EXCERPT »
========================================
National Historic Landmarks in Indiana represent Indiana's history from the Native American era to its early European settlers and motor racing. There are 43 National Historic Landmarks (NHLs) in the state, which are located in 23 of its 92 counties. They illustrate the state's industrial and architectural heritage, as well as battles, circuses, education, and several other topics. One of the NHLs in the state has military significance, fourteen are significant examples of different architectural styles, nine are associated with significant historical figures, and one is an archaeological site. Two NHL properties, both ships that were formerly located in Indiana, were later moved to another state.

The National Historic Landmark Program is administered by the National Park Service, a branch of the Department of the Interior. The National Park Service determines which properties meet NHL criteria and makes nomination recommendations after an owner notification process. The Secretary of the Interior reviews nominations and, based on a set of predetermined criteria, makes a decision on NHL designation or a determination of eligibility for designation. Both public and privately owned properties can be designated as NHLs. This designation provides indirect, partial protection of the historic integrity of the properties via tax incentives, grants, monitoring of threats, and other means. Owners may object to the nomination of the property as a NHL. When this is the case the Secretary of the Interior can only designate a site as eligible for designation.
========================================
WORK INSTRUCTIONS »
• a. Return a section of the Indiana landmarks passage word for word: begin at the words "The National Historic" and stop after "eligible for designation.".
• b. According to the Indiana landmarks passage, how many of the state's counties contain National Historic Landmarks?
• c. Continue the Indiana landmarks passage from its final sentence.
The data placed after the Indiana landmarks passage isn't needed for anything here.

ENTRIES PROVIDED »
========================================
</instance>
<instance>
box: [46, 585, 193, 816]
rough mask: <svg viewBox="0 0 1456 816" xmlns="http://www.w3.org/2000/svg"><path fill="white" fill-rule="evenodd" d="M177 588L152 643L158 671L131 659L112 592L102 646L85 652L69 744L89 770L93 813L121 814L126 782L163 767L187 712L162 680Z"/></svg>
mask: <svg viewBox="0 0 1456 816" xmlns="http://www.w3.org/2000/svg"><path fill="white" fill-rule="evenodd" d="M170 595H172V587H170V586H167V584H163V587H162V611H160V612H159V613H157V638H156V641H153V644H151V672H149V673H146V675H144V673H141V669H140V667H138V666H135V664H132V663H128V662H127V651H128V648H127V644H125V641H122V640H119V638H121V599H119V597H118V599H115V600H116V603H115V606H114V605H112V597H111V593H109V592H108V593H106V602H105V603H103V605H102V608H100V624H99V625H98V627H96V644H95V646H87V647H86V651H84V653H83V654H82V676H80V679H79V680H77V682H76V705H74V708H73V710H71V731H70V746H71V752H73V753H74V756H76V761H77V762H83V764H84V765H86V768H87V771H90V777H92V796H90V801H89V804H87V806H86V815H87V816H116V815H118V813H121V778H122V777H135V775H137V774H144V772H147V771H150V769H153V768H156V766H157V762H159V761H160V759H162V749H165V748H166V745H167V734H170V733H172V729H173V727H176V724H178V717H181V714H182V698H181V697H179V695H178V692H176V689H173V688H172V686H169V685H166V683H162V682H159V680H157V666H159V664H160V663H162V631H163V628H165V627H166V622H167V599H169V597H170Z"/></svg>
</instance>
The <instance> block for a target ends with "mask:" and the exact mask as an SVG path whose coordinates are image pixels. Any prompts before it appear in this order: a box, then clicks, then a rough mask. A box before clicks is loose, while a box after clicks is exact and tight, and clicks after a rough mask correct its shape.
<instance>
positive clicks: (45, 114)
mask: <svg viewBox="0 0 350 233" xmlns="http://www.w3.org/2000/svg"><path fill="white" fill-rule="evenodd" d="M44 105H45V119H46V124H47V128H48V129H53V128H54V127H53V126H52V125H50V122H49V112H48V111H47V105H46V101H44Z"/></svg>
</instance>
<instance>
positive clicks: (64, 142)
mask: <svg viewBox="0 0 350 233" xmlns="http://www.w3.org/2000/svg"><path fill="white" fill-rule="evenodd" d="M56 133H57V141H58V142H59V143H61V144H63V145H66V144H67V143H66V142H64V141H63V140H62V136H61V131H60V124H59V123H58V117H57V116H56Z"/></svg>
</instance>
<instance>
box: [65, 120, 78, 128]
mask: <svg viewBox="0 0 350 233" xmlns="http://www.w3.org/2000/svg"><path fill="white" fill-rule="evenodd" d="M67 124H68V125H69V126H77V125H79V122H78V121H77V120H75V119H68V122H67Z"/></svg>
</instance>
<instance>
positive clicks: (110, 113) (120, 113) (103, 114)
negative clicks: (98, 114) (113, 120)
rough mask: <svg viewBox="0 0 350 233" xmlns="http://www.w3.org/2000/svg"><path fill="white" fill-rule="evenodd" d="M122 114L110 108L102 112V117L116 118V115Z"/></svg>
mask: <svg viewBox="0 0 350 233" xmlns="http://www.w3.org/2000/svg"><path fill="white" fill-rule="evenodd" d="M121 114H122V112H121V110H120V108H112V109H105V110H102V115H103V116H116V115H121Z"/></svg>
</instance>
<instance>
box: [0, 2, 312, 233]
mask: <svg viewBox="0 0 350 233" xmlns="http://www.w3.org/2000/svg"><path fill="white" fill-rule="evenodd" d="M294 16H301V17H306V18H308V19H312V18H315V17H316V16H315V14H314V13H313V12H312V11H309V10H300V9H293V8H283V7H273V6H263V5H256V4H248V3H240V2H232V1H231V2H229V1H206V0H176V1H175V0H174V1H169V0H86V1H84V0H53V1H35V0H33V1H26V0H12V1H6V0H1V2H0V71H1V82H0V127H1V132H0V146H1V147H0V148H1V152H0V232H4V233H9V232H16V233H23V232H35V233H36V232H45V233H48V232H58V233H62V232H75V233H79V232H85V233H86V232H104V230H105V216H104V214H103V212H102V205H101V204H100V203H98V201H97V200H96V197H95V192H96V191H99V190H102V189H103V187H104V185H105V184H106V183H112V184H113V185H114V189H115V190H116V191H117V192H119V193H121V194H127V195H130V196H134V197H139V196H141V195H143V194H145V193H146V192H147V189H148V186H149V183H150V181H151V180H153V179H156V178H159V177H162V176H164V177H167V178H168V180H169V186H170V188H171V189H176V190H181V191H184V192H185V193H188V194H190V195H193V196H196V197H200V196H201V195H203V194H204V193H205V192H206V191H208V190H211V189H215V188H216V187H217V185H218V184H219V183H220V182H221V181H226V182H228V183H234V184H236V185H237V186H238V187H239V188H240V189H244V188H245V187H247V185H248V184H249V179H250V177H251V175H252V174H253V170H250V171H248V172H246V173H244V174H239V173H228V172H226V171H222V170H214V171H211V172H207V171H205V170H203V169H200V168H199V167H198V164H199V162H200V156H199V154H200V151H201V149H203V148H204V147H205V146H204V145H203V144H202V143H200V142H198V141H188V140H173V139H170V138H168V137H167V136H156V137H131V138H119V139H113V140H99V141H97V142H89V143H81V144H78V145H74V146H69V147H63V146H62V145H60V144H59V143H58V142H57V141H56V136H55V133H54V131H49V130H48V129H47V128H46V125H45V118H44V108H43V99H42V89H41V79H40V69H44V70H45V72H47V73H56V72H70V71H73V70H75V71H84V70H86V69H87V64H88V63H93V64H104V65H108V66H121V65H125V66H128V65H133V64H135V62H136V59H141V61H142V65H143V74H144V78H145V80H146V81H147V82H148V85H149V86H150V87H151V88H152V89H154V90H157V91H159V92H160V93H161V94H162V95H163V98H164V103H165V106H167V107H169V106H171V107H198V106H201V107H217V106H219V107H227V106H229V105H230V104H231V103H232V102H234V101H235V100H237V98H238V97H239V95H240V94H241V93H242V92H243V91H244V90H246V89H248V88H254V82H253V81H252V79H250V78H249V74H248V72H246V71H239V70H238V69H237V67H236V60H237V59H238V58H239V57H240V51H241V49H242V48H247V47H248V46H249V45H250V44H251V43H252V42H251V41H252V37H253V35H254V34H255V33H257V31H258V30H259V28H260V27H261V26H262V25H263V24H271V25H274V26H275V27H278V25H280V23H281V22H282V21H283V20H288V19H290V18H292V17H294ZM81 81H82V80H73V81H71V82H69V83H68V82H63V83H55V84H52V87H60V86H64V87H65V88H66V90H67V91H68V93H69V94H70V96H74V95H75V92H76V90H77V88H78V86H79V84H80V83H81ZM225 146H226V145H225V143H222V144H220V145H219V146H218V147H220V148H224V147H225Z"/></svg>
========================================
ANSWERS BY TASK »
• a.
The National Historic Landmark Program is administered by the National Park Service, a branch of the Department of the Interior. The National Park Service determines which properties meet NHL criteria and makes nomination recommendations after an owner notification process. The Secretary of the Interior reviews nominations and, based on a set of predetermined criteria, makes a decision on NHL designation or a determination of eligibility for designation. Both public and privately owned properties can be designated as NHLs. This designation provides indirect, partial protection of the historic integrity of the properties via tax incentives, grants, monitoring of threats, and other means. Owners may object to the nomination of the property as a NHL. When this is the case the Secretary of the Interior can only designate a site as eligible for designation.

• b. 23 of its 92 counties

• c.
All NHLs are also included on the National Register of Historic Places (NRHP), a list of historic properties that the National Park Service deems to be worthy of preservation. The primary difference between a NHL and a NRHP listing is that the NHLs are determined to have national significance, while other NRHP properties are deemed significant at the local or state level. The NHLs in Indiana comprise approximately 2% of the 1,656 properties and districts listed on the National Register of Historic Places in Indiana as of December 2009.  The landmarks are among the most important nationally recognized historic sites in the state; the George Rogers Clark National Historical Park is one other site that has high designation by the Federal government.

Marion County, the location of the state capital Indianapolis, has the most NHLs, with ten, followed by Bartholomew County with seven and Jefferson County with four. Twenty counties have one, while the other 69 counties of Indiana have none. Indiana's first NHL was designated on October 9, 1960. Architects who designed multiple Indiana NHLs are Francis Costigan, William Dentzel, and Eero Saarinen.

Eight Historic Landmarks in Indiana are more specifically designated National Historic Landmark Districts, meaning that they cover a large area rather than a single building. The Lanier Mansion and Charles L. Shrewsbury House are within the boundaries of the Madison Historic District.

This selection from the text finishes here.